(Region pointing data)
=====
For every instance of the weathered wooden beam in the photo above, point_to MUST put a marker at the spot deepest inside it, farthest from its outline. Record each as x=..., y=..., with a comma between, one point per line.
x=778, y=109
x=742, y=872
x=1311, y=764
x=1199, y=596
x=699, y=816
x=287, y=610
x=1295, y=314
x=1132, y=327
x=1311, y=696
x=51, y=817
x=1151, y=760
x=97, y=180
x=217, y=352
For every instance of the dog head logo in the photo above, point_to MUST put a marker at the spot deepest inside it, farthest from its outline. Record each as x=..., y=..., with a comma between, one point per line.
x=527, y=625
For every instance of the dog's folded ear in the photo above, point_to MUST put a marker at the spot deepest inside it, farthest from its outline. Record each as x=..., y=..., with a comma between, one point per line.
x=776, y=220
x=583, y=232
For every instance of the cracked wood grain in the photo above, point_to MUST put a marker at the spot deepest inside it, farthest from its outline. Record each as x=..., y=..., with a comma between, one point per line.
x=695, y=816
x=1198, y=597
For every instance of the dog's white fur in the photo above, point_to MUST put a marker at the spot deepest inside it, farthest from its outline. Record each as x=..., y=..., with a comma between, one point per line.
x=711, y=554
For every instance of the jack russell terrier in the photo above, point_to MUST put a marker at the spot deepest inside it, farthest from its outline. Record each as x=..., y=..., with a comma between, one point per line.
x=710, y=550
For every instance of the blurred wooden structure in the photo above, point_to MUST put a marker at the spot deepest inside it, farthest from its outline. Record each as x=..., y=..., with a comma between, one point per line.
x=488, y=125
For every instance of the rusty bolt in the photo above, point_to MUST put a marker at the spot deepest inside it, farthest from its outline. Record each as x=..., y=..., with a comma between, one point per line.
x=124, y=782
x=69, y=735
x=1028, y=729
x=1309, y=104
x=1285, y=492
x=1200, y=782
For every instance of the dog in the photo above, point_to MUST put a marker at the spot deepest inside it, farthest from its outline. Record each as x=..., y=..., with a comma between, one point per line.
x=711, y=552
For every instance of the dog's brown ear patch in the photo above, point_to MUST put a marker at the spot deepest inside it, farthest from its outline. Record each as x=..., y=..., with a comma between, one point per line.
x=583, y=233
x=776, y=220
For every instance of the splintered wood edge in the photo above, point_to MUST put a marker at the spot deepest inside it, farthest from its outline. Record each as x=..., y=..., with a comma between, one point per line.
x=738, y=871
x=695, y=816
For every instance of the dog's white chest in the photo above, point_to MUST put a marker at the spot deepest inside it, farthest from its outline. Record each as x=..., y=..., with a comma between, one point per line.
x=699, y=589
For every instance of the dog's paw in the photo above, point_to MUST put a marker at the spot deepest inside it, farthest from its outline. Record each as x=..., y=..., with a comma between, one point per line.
=====
## WHAT TO DO
Starting at the line that contains "For every instance of the blurred" and ending at the last line of the data, repeat each line exactly; include nothing else.

## REPLY
For every instance of the blurred wooden structure in the photo above, point_to MUST put a marker at the spot deepest inside it, farthest from its outline. Record each as x=..., y=..., with a comma between, one point per line.
x=488, y=125
For every instance of the rusty bolt in the photo above, point_to MUST put a marker at the spot deepest inside it, farthest from its outline. Record each as x=..., y=..., with a comma between, one point per line.
x=124, y=782
x=69, y=735
x=1028, y=729
x=1309, y=104
x=1285, y=492
x=1200, y=782
For every instance of the dog in the photo above, point_to MUST put a marker at the spot deepest inside it, farthest from its outline. Record each as x=..., y=..., with a comma between, one point per line.
x=711, y=552
For every instance of the dog's brown ear patch in the photo above, point_to MUST put a marker at the spot deepest inside it, farthest from its outline. Record each as x=..., y=..., with a comma between, one point per line.
x=583, y=233
x=776, y=220
For every instance of the splintered wood edge in the photo above, point_to MUST put a marker at the spot deepest inside it, farthest from its outline. Record each as x=..., y=..., with a comma between, one point per line.
x=738, y=871
x=695, y=816
For every instance of the dog's white chest in the photo above, point_to MUST put a marker at the spot deepest inside it, farthest from its outline. Record each as x=..., y=..., with a comma between, one point per line.
x=699, y=589
For every instance of the dog's paw in the photo above, point_to MUST put a marker at the spot deepest inside it, farthest from its outline. Record each as x=..., y=..., with a comma between, one point per line.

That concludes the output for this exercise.